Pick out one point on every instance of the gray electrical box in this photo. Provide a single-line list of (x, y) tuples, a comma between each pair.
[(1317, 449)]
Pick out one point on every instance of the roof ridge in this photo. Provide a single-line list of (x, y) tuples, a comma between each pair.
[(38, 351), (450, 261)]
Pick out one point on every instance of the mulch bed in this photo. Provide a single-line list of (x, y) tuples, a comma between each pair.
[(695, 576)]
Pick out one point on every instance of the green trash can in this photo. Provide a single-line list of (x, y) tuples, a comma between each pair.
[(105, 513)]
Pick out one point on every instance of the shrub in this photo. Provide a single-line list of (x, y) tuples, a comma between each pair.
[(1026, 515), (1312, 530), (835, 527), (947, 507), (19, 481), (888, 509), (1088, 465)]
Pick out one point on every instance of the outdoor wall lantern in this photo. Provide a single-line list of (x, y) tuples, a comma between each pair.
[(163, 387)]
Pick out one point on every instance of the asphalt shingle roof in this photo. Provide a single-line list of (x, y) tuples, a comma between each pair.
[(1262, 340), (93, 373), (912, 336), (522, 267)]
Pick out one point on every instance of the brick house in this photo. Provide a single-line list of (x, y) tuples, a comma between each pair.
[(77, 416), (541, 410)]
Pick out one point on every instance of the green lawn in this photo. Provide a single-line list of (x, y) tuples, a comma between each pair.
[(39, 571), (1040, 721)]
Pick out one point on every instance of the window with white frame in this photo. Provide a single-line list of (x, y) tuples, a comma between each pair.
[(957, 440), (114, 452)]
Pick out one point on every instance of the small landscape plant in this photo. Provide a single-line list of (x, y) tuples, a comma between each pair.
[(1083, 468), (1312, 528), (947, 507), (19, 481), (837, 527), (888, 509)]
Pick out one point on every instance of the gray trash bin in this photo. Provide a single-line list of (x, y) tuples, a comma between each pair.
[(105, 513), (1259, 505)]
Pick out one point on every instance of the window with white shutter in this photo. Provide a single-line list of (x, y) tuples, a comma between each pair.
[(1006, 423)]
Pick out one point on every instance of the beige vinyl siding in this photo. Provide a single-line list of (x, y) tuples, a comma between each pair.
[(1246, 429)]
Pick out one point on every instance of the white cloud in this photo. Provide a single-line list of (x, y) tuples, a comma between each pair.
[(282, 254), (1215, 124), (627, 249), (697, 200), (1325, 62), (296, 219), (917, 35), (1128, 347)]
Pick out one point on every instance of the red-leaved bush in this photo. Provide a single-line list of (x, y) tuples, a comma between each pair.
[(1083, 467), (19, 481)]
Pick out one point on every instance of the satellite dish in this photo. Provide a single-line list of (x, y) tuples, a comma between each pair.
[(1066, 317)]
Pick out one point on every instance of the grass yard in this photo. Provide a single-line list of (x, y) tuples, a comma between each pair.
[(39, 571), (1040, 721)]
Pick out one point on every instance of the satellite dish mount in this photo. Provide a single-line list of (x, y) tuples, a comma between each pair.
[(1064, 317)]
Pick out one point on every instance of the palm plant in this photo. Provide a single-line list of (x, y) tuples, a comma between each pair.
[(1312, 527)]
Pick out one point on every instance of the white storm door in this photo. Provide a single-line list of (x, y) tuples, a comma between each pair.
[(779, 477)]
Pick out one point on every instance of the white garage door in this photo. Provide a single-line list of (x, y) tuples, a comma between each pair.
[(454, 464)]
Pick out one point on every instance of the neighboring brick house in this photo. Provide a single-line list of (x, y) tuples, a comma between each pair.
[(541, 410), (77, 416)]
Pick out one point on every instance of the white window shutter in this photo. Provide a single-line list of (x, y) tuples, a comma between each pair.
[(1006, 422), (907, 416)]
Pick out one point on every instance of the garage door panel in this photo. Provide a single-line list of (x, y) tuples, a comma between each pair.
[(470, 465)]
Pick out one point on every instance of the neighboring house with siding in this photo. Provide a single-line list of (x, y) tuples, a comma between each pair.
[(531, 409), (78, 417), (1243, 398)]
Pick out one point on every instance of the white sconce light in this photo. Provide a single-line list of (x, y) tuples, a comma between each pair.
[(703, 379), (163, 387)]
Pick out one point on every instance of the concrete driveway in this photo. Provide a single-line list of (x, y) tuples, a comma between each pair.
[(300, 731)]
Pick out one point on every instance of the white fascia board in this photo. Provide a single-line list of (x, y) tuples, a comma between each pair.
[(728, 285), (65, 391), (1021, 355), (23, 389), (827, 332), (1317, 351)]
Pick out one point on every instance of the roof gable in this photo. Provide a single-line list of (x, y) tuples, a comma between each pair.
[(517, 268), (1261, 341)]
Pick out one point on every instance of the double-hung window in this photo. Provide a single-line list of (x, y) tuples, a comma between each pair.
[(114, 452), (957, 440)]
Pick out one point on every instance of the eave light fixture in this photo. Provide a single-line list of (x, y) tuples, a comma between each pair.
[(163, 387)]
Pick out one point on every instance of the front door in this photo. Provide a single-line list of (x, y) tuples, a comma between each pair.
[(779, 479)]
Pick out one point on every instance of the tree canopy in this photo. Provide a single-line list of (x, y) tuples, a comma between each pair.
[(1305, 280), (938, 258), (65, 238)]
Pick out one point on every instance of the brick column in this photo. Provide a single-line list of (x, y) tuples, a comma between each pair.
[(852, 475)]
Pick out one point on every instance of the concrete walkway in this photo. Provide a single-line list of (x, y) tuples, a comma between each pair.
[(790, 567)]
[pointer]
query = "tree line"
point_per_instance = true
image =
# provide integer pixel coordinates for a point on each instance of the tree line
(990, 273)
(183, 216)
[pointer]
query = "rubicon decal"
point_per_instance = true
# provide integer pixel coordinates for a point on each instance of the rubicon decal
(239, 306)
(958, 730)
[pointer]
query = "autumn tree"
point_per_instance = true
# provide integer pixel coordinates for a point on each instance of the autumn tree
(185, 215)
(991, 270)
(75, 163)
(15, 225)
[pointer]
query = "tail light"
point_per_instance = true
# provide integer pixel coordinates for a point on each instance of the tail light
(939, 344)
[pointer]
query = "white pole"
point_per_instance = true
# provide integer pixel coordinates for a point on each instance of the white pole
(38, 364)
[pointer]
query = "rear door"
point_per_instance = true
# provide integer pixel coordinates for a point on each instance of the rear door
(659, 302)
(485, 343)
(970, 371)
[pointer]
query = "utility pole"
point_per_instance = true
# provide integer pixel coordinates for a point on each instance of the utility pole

WHAT TO WORK ON →
Print the entire listing above verbatim, from its first line through its last.

ANSWER TO THIS EXERCISE →
Pick out one point on every instance of the gray electrical box in this photo. Provide a single-line list of (x, y) tuples, a comma between each pair.
[(1317, 449)]
Pick out one point on every instance of the roof ridge in this photo. Provide a single-line list of (x, y) tuples, a comma between each pair.
[(38, 351), (450, 261)]
Pick out one point on every instance of the mulch bed in this photo. Provide a single-line list of (x, y) tuples, a comma between each pair.
[(695, 576)]
Pick out one point on every instance of the green trash can in this photo. Provide a single-line list of (x, y) tuples, a comma between each pair.
[(105, 513)]
Pick out one point on every instance of the shrub in this photo. Provide a single-line list of (x, y) tuples, a comma between each pair.
[(1026, 515), (1312, 530), (835, 527), (947, 507), (19, 481), (888, 509), (1088, 465)]
Pick out one point on every instance of the outdoor wall lantern in this photo. Provide a single-line list of (x, y) tuples, a comma between each pair.
[(163, 387)]
Pick out one point on every instance of the asphalt shingle roof in this photo. Provide a single-line list of (x, y) tuples, a comma between each pair.
[(1262, 340), (93, 373), (912, 336), (522, 267)]
Pick out one point on every instance of the brick house in this photo. Provide a single-line list of (x, y) tuples, a comma between each pair.
[(77, 416), (541, 410)]
Pick out one point on every instance of the green lawn in this photo. Provide a single-line list of (x, y) tuples, a comma between each pair.
[(39, 571), (1040, 721)]
Pick out one point on every instance of the window with white frame in this photo. Provide a single-line list of (x, y) tuples, a comma between each pair.
[(957, 440), (114, 452)]
Pick out one point on every instance of the small landscape plant in this photo. Provide a single-line list of (x, y) tuples, a comma between each pair.
[(1083, 468), (1312, 528), (947, 507), (19, 481), (837, 527), (888, 509)]
Pick out one point on every instance of the gray trash bin in this photo. Provide a single-line list of (x, y) tuples, a comma between each pair.
[(105, 513), (1259, 505)]
Pick out one point on every instance of the window with white shutter in this photo. Provide a single-line list of (x, y) tuples, a comma between each pair.
[(1006, 423)]
Pick out one point on every instance of the beige vinyl siding in this photo. Provide a single-line list of (x, y) tuples, a comma between each pair.
[(1246, 429)]
Pick out one point on every instance of the white cloud in this photo. Provide a single-line list of (x, y) tuples, a comma between each pair.
[(282, 254), (1215, 124), (627, 249), (697, 200), (1325, 62), (296, 219), (917, 35), (1128, 347)]
Pick out one point on every instance of the red-leaved bush in this photo. Provide a single-line list of (x, y) tuples, a comma between each pair.
[(1083, 467), (19, 481)]
Pick out one point on every instance of the satellite dish in this photo. Provide a single-line list of (x, y) tuples, a comma between each pair.
[(1066, 317)]
Pick out one point on every instance of the grass yard in this photo. Provide a single-line list of (x, y) tuples, a comma between each pair.
[(39, 571), (1040, 721)]
Pick out one point on every instance of the satellite dish mount in this photo. Provide a single-line list of (x, y) tuples, a comma between each pair.
[(1064, 317)]
Pick out one point on every instance of the palm plant in this photo. Provide a single-line list of (x, y) tuples, a comma between each pair.
[(1312, 527)]
Pick out one point on every instance of the white storm door in this photo. Provide a single-line list of (x, y) tuples, a comma between each pair.
[(779, 477)]
Pick out one point on every instance of the white garage door in this photo. Provide a single-line list of (x, y) tuples, a comma between each pair.
[(454, 464)]
Pick out one point on every instance of the neighboring brick house in this photo. Provide a single-line list of (x, y) tuples, a comma between each pair.
[(541, 410), (77, 416)]
Pick out one point on every instance of the white window shutter in this photo. Provide a single-line list of (x, y) tuples, a comma between each pair.
[(1006, 422), (907, 416)]
Pick out one point on every instance of the garage door panel in this photo. Provide a single-line list of (x, y) tuples, a comma between each pair.
[(470, 465)]
Pick out one point on every instance of the neighboring house with siding in this photo. Provide a single-line list of (x, y) tuples, a comma between each pair.
[(531, 409), (78, 417), (1243, 398)]
Pick out one point on every instance of the white sconce light in this photo. Provide a single-line list of (x, y) tuples, a comma between each pair.
[(703, 379), (163, 387)]
Pick out one point on every instance of the concrete driveway in this photo. Provide a single-line list of (x, y) tuples, a comma between each pair.
[(300, 731)]
Pick out one point on every instance of the white fascia board in this photo. Provide a single-line list of (x, y) tuples, a comma between each pair.
[(728, 285), (65, 391), (1021, 355), (23, 389), (827, 332), (1317, 351)]
Pick out one point on every instance of the roof gable in this photo. Provide a single-line list of (x, y) tuples, a comma between each pair.
[(517, 268), (1261, 341)]
Pick out one point on every instance of the double-hung window in this photo. Provide a single-line list of (x, y) tuples, a comma between each pair.
[(114, 452), (957, 440)]
Pick out one point on every instance of the eave light fixture in this photo. Provide a single-line list of (x, y) tuples, a comma between each pair.
[(163, 387)]
Pick out one point on every instance of the front door in this photo. Provide a single-line list of (x, y) tuples, a comma between each pair.
[(779, 479)]
Pick out one point on every instance of the tree canopy in this photo. Provide a single-line list of (x, y) tuples, a comma between each pair.
[(1305, 280), (938, 258), (65, 238)]
Pick out one point on every instance of the brick column in this photo. Provide a single-line list of (x, y) tuples, a comma between each pair.
[(852, 475)]
Pick out one point on every instance of the concrete walkway in this photo. Provide a single-line list of (x, y) tuples, a comma between each pair.
[(790, 567)]
[pointer]
query = "tree line"
point_per_instance = true
image =
# provide integer pixel coordinates for a point on each instance of the tree line
(990, 273)
(183, 216)
[pointer]
query = "rubicon decal"
point_per_instance = true
# provide integer pixel coordinates for a point on each instance of the rubicon decal
(239, 306)
(958, 730)
[pointer]
query = "autumn tree"
point_per_instance = true
# provide integer pixel coordinates for a point on each instance of the autumn tree
(185, 215)
(991, 270)
(75, 163)
(15, 225)
[pointer]
query = "tail light"
point_per_instance = true
# provide integer pixel coordinates for a point on each instance of the tail light
(939, 344)
[pointer]
query = "white pole"
point_per_instance = true
# provide integer pixel coordinates for a point on each instance of the white pole
(38, 364)
[pointer]
query = "rear door"
point_per_instance = true
# provide integer pixel coordinates for a point on each instance of the rear door
(659, 302)
(485, 343)
(970, 371)
[pointer]
query = "utility pole"
point_per_instance = true
# provide integer pixel coordinates for a point on each instance of the utility pole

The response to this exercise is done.